*ACTIVITY A*
Reproduce the ThinkPhone article word for word between "Building off the" and "directly on a PC.", inclusive.
*ACTIVITY B*
In the ThinkPhone article, what does the App Streaming feature let a user do?
*ACTIVITY C*
Pick up the ThinkPhone article after its final sentence and keep writing it.

*TEXT SEGMENT*
* * * * *

Lenovo ThinkPhone by Motorola
One of the biggest mistakes the computer industry made was pivoting fully to the iPhone. The irony was that the industry initially didn’t believe in a consumer-focused smartphone. Then, rather than fighting that trend on its merits, it attempted to pivot on the iPhone to turn Apple from a late follower into a market leader seemingly overnight.
This wasn’t the first time it had happened. A few decades earlier, IBM attempted to pivot to client/server computing and almost abandoned the mainframe, taking it from the clear market leader to almost out-of-business over a short number of years.
Today, there is an underserved market regarding business-focused smartphones. I once spoke to the then-CEO of Bank of America, who didn’t want his people using consumer phones. He wanted something secure and business-focused like the BlackBerry once was, but he was frustrated that no one had built such a device.
Well, Lenovo just fixed that with its iconic ThinkPhone.
The Lenovo ThinkPhone by Motorola (Image Credit: Lenovo)
Building off the heavily business-focused brand of the ThinkPad that originated with IBM, the ThinkPhone has similar dimensions to an iPhone but is wrapped with several unique business-focused features.
These features include:
- Instant Connect: Phone and PC seamlessly discover when nearby and connect over Wi-Fi.
- Unified Clipboard: Seamlessly transfer copied text or recent photos, scanned documents, and videos between devices by pasting them into any app on the destination device.
- Unified Notifications: Phone notifications instantly appear on the Windows Action Center. Clicking a notification auto-launches the corresponding phone app on the PC’s screen.
- File Drop: Easily drag and drop files between ThinkPhone and PC.
- App Streaming: Open any Android application directly on a PC.
- Advanced Webcam: Take advantage of the powerful ThinkPhone cameras and AI capabilities, seamlessly using it as your webcam for all your video calls. Why buy a separate webcam when you already have a better camera on your smartphone?
- Instant Hotspot: Connect to the internet through one click directly from the PC to leverage the ThinkPhone’s 5G connectivity. This is huge and potentially mitigates the need and cost for WAN capability in your PC.

* * * * *

*GIVEN ENTRIES*
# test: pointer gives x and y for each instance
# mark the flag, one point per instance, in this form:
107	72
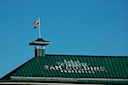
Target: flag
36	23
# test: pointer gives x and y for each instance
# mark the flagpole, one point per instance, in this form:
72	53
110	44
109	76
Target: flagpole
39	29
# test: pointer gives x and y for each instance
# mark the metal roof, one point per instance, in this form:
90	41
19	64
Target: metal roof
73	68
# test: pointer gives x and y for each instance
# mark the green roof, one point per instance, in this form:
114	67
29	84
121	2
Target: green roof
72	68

* * * * *

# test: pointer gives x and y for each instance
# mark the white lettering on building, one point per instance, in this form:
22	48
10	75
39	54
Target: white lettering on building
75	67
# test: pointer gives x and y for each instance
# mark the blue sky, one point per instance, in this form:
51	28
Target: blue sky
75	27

* * * * *

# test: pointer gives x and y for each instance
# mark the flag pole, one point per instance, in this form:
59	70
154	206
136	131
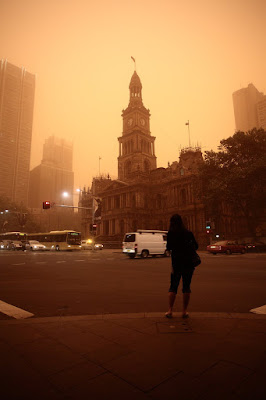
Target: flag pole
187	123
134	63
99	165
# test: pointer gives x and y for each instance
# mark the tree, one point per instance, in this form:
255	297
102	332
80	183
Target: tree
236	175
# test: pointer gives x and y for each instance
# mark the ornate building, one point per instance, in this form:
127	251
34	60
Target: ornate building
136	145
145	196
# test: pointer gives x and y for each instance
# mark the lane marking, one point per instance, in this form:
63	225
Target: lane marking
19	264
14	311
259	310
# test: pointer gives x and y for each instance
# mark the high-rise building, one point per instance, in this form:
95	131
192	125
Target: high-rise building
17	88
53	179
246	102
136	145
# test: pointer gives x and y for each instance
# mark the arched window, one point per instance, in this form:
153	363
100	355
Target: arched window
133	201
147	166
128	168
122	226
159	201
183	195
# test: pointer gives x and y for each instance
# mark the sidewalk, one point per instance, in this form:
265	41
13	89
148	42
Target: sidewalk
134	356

* * * * *

*ANSWER AREA A*
Building off the heavily business-focused brand of the ThinkPad that originated with IBM, the ThinkPhone has similar dimensions to an iPhone but is wrapped with several unique business-focused features.
These features include:
- Instant Connect: Phone and PC seamlessly discover when nearby and connect over Wi-Fi.
- Unified Clipboard: Seamlessly transfer copied text or recent photos, scanned documents, and videos between devices by pasting them into any app on the destination device.
- Unified Notifications: Phone notifications instantly appear on the Windows Action Center. Clicking a notification auto-launches the corresponding phone app on the PC’s screen.
- File Drop: Easily drag and drop files between ThinkPhone and PC.
- App Streaming: Open any Android application directly on a PC.

*ANSWER AREA B*
It lets a user open any Android application directly on a PC.

*ANSWER AREA C*
Like the ThinkPad, the ThinkPhone is wrapped with security and tested to Military Standard 810H (MIL-STD-810H) due to its use of aramid fiber (used in bullet-proof vests), aircraft quality aluminum, and Victus — the most robust solution by Gorilla Glass.
The ThinkPhone is waterproof up to a depth of 1.5 meters for up to 30 minutes. It even has a red button to launch a critical application. I typically pick the camera as that is what I most often need to access quickly. Others might use it to reimplement push-to-talk for police, security, and other uses where instant communication is critical (this is supported in the Microsoft Teams Walkie Talkie app).
Designed to embrace remote management, ThinkPhone can be centrally configured and managed to ensure the device’s security and that it is not used inappropriately, a typical requirement for a business-oriented computing device. ThinkPhone has a unique processor called Moto Secure that isolates PINs, passwords, and cryptographic keys, keeping them in a tamper-resistant environment so bad actors can’t access them.
ThinkPhone comes with a unique and very small 68W universal charger that will charge the phone in minutes and is also strong enough to power most business-focused laptops or other USB-C devices — though not gaming machines or workstations.
Finally, the phone sports a high-quality 50 MP camera that should cover most photo needs, whether to capture a personal event or for an insurance investigator or someone else that needs to create a high-quality record.
The ThinkPhone fills the void in business phones that existed since BlackBerry and Palm exited the market, and it is my Product of the Week.